■ **What you have to do**:
Set each entry down exactly as written.

START Input data

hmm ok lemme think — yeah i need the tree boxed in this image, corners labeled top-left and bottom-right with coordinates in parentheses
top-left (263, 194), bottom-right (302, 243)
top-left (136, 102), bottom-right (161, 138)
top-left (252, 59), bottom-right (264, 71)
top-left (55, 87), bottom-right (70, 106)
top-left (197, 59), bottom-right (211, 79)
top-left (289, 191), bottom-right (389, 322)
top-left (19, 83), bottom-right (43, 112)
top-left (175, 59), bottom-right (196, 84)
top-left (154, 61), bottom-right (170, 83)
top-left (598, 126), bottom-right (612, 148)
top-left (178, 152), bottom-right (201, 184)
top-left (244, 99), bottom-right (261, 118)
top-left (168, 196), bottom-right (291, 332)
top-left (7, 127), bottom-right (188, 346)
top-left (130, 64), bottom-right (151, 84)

END Input data

■ **Task response**:
hmm ok lemme think — yeah i need the tree boxed in this image, corners labeled top-left and bottom-right with coordinates in parentheses
top-left (263, 194), bottom-right (302, 243)
top-left (136, 102), bottom-right (161, 138)
top-left (252, 59), bottom-right (264, 71)
top-left (55, 87), bottom-right (70, 106)
top-left (197, 59), bottom-right (211, 79)
top-left (289, 191), bottom-right (389, 322)
top-left (19, 83), bottom-right (43, 112)
top-left (175, 59), bottom-right (196, 84)
top-left (154, 61), bottom-right (170, 83)
top-left (598, 126), bottom-right (612, 148)
top-left (178, 152), bottom-right (201, 184)
top-left (244, 99), bottom-right (261, 118)
top-left (168, 196), bottom-right (291, 332)
top-left (7, 127), bottom-right (188, 346)
top-left (130, 64), bottom-right (151, 84)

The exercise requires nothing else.